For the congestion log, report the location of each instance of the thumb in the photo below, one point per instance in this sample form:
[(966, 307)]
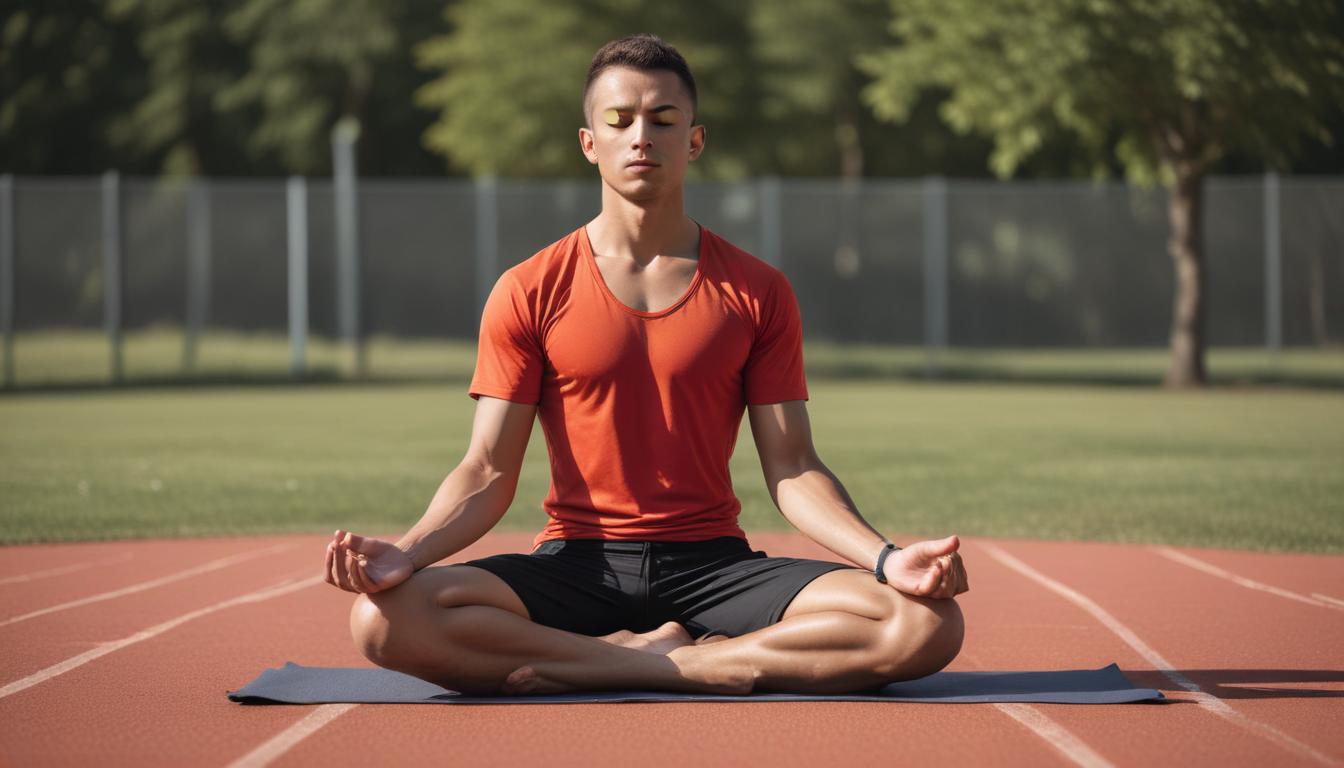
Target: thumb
[(362, 545)]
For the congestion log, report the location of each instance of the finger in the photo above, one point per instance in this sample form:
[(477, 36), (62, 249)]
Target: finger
[(930, 581), (351, 568), (936, 548), (333, 570), (360, 544), (342, 569)]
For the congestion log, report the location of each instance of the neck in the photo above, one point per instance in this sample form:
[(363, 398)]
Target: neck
[(643, 229)]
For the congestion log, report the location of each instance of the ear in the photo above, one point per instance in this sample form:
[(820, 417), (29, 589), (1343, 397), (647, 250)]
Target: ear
[(696, 140), (586, 144)]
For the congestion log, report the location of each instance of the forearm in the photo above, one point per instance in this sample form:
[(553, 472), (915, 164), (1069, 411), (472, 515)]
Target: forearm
[(469, 502), (815, 501)]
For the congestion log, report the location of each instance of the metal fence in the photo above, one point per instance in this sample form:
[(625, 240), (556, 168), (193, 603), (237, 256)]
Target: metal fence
[(926, 261)]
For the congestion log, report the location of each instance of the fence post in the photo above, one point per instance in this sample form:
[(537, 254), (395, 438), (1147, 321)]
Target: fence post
[(198, 269), (296, 210), (772, 240), (112, 268), (1273, 268), (7, 240), (934, 269), (487, 240), (344, 135)]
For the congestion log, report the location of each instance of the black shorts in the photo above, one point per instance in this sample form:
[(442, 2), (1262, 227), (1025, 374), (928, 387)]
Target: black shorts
[(594, 587)]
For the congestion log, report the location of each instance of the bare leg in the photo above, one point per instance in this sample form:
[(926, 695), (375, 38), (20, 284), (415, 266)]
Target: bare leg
[(660, 640), (890, 636)]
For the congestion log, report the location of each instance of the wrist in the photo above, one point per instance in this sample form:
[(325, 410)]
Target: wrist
[(879, 568)]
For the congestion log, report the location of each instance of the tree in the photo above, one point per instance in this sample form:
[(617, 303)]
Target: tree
[(187, 61), (312, 62), (1169, 86), (512, 74)]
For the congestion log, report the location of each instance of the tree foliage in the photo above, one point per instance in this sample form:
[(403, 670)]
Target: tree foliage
[(1157, 82), (55, 108), (512, 77)]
====================
* **Written request**: Please reproduce every line above word for word, leaving out the pictures.

* **Correct response**:
For the congestion log, report the location of each instance of the thumb in the photo below, one point per instance in this sample form:
[(966, 307)]
Target: thumb
[(362, 545)]
For the congestion log, report the location of each instance of the finger in the photo above, one point per instance in this sample form:
[(477, 36), (62, 249)]
Target: finger
[(930, 581), (351, 568), (936, 548), (333, 570), (360, 544), (342, 569)]
For the congestion log, report the location of each instance of the neck in the photo above, one point per instance in this sample form:
[(363, 398)]
Target: neck
[(643, 229)]
For the congestion log, report the location of each instance of the ear in the photo above, one point per instance in this sample form:
[(820, 417), (29, 589), (1343, 397), (647, 250)]
Target: ear
[(696, 140), (586, 144)]
For the congestion log, report the location of each instance of the forearm in the photo above, one point per instance in this sample form:
[(553, 472), (915, 164), (1069, 411), (472, 515)]
Target: forearm
[(469, 502), (815, 501)]
For the congestion log, report the location of each instance of the metal fence in the photo above, one point per instance in this sample form:
[(625, 240), (556, 168), (193, 603), (237, 256)]
Target: metal fence
[(926, 261)]
For the congestion log, report the location of each instance of the fence post in the photo above, one point per instance in this sample form:
[(537, 254), (395, 438), (1147, 321)]
Target: fence post
[(198, 269), (296, 210), (772, 240), (112, 268), (1273, 268), (7, 240), (934, 269), (487, 240), (344, 135)]
For the congestion log, report the location of each instance of the black shorts in the photo above, one point per instance in this sample form:
[(442, 2), (1262, 227), (1025, 374), (928, 387)]
Target: black shorts
[(594, 587)]
For the congestion log, report the location of each instance of the bare leg in the photo above, one point per instance in this sample form:
[(926, 695), (375, 38), (20, 284), (415, 266)]
Target: bare leg
[(660, 640), (890, 636)]
For the congestion log, report the location of each instance of the wrist in the photo above, one point per instance in this sample form:
[(325, 410)]
Target: wrist
[(879, 568)]
For the congestion log, report the location of each instance of the tree in the photo above, one point per instance in this sample form:
[(617, 303)]
Target: tree
[(187, 61), (312, 62), (1169, 86), (512, 74)]
For the congestion log, report the location of each instance of the tree foliage in the photo above, one point per instance in this sample form:
[(403, 670)]
Target: tree foliage
[(1157, 82), (55, 108), (512, 77)]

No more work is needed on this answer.